Representations of Musical Signals describes a new generation of digital audio and computer music systems made possible by recent advances in digital signal processing theory, hardware design, and programming techniques. It explores new representations of musical signals that can have profound effects on the way musicians conceive of and realize musical ideas. In particular, the book focuses on models that combine time-domain and frequency-domain representations (grains, wavelets, and physical models), visual programming and advanced user interfaces, and that incorporate musical knowledge using artificial intelligence techniques and adaptive neural networks.
The 14 contributions take up issues of how musical signals should be displayed to musicians, engineers, and scientists who want to work with them, how professionals can work with the representations to accomplish musical tasks, how systems can be designed to permit working with multiple views of the same signal, and how representations of musical signals should be organized to promote efficient communication between devices using these signals.

__Check your understanding__
• 1. Name each model that the musical signals book description says combines time-domain and frequency-domain representations.
• 2. Extend the musical signals book description by writing what comes after its final sentence.
The listing after the musical signals book description has no connection to it.

__Provided material__
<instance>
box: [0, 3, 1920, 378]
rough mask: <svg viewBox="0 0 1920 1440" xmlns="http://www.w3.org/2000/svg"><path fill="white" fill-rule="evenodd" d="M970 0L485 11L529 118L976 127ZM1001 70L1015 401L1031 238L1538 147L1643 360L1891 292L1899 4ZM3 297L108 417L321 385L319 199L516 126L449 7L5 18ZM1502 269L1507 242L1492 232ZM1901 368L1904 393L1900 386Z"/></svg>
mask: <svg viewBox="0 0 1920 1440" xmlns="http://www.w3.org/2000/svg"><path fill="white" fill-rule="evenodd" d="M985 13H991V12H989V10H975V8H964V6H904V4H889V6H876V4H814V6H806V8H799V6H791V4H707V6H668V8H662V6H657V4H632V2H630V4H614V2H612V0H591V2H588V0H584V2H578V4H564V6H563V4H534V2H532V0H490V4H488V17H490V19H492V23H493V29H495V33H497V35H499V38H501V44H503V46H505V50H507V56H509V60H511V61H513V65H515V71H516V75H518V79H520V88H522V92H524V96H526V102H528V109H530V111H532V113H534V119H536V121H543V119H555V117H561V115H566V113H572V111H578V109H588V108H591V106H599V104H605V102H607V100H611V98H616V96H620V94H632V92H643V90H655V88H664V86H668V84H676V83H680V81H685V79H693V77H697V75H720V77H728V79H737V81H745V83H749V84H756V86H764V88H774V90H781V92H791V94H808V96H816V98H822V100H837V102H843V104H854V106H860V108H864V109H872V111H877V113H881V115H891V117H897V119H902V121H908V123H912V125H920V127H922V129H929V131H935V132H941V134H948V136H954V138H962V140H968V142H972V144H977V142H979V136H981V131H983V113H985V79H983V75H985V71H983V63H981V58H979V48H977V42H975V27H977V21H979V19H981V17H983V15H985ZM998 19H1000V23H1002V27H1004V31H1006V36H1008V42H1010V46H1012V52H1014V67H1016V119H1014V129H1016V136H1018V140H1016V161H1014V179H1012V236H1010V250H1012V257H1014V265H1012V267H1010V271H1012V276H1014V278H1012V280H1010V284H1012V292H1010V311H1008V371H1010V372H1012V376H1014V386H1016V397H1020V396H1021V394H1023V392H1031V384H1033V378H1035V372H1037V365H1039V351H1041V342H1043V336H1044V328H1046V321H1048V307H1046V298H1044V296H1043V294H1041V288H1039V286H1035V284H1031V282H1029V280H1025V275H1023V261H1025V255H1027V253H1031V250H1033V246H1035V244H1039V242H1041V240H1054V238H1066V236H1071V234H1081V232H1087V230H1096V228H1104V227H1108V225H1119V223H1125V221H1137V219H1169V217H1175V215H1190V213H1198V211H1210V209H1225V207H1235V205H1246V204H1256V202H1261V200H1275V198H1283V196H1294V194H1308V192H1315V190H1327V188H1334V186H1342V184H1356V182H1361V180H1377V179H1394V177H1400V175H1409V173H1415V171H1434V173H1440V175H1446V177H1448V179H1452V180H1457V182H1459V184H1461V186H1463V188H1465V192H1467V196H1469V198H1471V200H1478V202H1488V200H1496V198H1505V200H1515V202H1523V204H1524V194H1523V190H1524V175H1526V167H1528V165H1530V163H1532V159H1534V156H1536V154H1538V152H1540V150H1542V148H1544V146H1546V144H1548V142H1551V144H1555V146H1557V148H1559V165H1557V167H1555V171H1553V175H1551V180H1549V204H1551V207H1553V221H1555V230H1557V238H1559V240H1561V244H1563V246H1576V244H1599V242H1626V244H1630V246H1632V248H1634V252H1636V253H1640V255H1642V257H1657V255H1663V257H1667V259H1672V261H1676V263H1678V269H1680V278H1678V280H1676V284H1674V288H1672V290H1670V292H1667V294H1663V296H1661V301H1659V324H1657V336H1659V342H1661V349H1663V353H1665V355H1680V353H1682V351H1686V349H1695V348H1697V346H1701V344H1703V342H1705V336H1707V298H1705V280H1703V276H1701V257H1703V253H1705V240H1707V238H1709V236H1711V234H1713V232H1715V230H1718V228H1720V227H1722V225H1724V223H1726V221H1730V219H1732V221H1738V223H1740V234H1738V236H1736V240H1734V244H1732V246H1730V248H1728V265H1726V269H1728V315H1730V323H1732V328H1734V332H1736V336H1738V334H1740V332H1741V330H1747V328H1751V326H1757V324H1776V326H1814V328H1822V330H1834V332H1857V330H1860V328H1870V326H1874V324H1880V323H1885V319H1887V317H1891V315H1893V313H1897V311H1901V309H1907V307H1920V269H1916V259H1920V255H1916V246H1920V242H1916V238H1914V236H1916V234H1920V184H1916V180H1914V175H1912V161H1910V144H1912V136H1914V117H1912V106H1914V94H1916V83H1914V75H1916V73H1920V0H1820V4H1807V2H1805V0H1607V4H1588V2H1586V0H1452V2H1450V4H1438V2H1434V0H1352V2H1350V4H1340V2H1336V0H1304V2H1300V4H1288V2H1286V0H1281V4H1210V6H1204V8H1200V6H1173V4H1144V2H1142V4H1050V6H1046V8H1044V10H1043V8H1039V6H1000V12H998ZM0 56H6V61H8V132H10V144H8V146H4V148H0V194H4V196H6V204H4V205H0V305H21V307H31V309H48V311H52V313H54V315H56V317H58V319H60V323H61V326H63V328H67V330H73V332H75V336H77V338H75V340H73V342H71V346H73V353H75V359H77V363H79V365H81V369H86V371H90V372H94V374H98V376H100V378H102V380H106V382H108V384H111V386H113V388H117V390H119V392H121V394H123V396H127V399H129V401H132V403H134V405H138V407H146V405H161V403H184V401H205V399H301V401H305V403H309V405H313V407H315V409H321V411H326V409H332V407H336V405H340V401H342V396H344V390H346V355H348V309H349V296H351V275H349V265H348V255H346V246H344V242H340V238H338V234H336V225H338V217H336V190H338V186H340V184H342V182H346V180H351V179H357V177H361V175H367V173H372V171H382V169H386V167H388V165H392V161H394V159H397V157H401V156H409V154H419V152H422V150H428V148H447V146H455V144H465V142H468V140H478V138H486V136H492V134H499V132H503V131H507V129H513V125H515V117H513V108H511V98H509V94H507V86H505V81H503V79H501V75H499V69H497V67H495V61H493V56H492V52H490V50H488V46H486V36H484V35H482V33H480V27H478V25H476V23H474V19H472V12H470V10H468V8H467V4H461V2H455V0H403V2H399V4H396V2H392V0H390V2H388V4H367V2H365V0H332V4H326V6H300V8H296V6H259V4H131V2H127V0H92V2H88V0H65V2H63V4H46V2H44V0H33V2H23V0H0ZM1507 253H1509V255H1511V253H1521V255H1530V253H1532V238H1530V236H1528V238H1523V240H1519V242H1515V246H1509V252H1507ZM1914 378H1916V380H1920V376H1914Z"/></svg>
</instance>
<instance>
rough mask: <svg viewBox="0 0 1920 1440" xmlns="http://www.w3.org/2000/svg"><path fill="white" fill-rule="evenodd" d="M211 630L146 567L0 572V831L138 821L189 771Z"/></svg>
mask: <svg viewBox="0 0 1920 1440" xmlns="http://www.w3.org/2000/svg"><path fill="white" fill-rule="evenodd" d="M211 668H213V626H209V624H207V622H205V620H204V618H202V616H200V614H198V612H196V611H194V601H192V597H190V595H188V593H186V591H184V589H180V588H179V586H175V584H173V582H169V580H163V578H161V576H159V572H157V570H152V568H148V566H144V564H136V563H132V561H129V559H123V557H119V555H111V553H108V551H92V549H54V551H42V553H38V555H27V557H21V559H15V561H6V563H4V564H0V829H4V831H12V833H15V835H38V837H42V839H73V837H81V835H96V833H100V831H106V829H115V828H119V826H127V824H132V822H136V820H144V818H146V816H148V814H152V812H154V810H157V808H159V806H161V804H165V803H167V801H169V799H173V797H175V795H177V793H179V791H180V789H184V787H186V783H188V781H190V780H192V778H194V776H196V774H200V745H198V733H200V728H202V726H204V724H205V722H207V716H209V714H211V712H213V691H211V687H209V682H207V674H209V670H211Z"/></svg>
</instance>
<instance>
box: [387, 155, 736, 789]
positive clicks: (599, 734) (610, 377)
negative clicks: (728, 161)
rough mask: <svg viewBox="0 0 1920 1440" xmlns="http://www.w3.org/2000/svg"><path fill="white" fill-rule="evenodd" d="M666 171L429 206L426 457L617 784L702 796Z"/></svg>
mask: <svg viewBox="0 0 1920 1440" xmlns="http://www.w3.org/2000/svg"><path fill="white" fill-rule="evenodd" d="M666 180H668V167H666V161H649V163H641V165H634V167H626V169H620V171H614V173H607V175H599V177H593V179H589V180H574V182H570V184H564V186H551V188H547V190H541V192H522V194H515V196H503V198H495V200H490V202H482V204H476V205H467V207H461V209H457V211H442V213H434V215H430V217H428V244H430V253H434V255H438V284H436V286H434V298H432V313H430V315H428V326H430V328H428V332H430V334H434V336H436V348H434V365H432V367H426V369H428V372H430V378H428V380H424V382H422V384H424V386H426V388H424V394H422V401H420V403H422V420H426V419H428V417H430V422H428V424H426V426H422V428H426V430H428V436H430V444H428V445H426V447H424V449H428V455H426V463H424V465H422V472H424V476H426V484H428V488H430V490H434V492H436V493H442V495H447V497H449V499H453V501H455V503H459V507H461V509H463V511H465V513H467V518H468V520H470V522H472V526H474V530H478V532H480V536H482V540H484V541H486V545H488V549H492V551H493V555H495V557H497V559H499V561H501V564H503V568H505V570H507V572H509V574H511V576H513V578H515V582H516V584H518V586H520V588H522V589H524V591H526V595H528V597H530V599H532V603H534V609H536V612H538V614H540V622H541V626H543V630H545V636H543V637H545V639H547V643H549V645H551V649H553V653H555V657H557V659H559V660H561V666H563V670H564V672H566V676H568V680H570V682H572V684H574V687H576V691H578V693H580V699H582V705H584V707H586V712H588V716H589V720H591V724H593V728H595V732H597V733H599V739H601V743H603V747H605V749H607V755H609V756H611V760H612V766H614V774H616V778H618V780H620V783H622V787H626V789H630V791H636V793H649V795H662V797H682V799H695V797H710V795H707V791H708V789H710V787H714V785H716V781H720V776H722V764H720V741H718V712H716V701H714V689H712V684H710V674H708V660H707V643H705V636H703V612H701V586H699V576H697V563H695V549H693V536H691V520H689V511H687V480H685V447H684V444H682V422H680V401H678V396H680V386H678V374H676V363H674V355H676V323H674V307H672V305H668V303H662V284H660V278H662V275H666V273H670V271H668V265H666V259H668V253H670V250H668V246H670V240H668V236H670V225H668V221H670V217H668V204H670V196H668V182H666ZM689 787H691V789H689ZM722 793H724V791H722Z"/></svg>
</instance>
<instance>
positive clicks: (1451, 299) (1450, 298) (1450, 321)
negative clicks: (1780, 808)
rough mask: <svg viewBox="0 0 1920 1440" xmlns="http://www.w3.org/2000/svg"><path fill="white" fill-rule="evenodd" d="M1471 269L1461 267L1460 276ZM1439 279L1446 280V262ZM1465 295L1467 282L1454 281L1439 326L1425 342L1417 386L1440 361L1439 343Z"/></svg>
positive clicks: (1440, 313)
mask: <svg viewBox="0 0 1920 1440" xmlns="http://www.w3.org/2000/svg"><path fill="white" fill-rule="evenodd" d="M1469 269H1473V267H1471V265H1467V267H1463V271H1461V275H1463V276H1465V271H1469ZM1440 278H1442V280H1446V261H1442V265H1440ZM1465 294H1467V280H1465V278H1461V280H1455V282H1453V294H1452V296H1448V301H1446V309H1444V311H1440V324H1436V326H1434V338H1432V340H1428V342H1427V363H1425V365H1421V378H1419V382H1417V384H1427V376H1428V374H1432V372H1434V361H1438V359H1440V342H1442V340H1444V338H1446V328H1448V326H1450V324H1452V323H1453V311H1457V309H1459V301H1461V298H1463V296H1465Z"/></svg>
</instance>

__Results by task__
• 1. grains, wavelets, physical models

• 2.
Contributors: J. M. Adrien. D. Arfib. R. D'Autilia. C. Cadoz. S. Cavaliere. G. De Poli, G. Evangelista. J. Florens. G. Garnett. A. Grossman. F. Guerra. K. Hebei. R. Kronland-Martinet. C. Lischka. A. Piccialli. J-C. Risset. C. Roads. C. Scaletti., J. Sundberg.
Giovanni De Poli is a member of the faculty of the Department of Informatics and Electronics at the University of Padua.
Aldo Piccialli is a member of the faculty of the Department of Physics at the University of Naples.
Curtis Roads is Associate Professor of Media Arts and Technology, with a joint appointment in the Department of Music, at the University of California, Santa Barbara.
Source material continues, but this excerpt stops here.